>> Begin RECORDED DATA
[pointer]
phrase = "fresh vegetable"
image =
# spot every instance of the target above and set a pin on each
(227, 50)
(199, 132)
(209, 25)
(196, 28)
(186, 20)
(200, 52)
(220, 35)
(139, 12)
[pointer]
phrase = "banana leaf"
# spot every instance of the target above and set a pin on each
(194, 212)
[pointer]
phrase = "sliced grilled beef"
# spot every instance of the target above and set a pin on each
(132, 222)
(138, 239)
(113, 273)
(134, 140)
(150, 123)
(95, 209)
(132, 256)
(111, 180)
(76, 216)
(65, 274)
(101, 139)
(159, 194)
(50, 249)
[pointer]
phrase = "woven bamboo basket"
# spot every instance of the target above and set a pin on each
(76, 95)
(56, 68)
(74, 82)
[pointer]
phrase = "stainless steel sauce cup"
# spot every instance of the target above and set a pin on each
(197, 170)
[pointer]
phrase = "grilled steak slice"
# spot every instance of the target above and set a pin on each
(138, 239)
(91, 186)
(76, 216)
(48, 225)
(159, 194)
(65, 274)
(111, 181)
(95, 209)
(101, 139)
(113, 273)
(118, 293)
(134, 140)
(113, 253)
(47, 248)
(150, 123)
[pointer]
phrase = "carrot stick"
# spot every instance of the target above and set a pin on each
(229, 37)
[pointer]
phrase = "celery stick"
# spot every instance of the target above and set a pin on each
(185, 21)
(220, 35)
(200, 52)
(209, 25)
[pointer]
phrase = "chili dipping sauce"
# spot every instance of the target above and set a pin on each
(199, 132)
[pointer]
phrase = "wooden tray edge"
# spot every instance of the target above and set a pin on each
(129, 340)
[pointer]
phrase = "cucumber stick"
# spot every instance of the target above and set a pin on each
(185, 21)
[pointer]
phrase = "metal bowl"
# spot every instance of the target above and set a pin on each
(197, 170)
>> End RECORDED DATA
* **EXERCISE PROMPT**
Reproduce the listing above verbatim, from its first line through its last, with no changes.

* **WRITTEN RESPONSE**
[pointer]
phrase = "fresh vegetable"
image =
# spot every instance of the target above and set a pin on each
(227, 50)
(199, 132)
(209, 25)
(196, 28)
(186, 20)
(200, 52)
(220, 35)
(139, 12)
[pointer]
phrase = "banana leaf"
# spot every instance of the target above and set a pin on each
(194, 212)
[pointer]
phrase = "sliced grilled beef"
# spot every instance of the target above and set a pin on each
(132, 222)
(138, 239)
(113, 273)
(134, 140)
(150, 123)
(95, 209)
(132, 256)
(111, 180)
(76, 216)
(65, 274)
(101, 139)
(159, 194)
(50, 249)
[pointer]
phrase = "woven bamboo basket"
# spot every instance of the target above and set a pin on each
(76, 95)
(56, 68)
(74, 82)
[pointer]
phrase = "stainless steel sauce cup"
# spot every instance of the target above and set a pin on each
(197, 170)
[pointer]
phrase = "grilled steak slice"
# spot every instance of the target above and set a pin on each
(138, 239)
(91, 186)
(76, 216)
(48, 225)
(159, 194)
(65, 274)
(111, 181)
(95, 209)
(101, 139)
(113, 273)
(118, 293)
(134, 140)
(113, 253)
(47, 248)
(150, 123)
[pointer]
phrase = "carrot stick"
# spot every instance of the target above and set a pin on each
(229, 37)
[pointer]
phrase = "celery stick"
# spot every instance of the target above and set a pin on each
(185, 21)
(220, 35)
(200, 52)
(209, 25)
[pointer]
phrase = "chili dipping sauce"
# spot every instance of the target above and set a pin on each
(199, 132)
[pointer]
phrase = "wooden tray edge"
# spot every instance of the target above and set a pin on each
(129, 340)
[pointer]
phrase = "cucumber stick"
# spot every instance of the target above and set a pin on each
(185, 21)
[pointer]
phrase = "metal bowl"
# spot every instance of the target above and set a pin on each
(197, 170)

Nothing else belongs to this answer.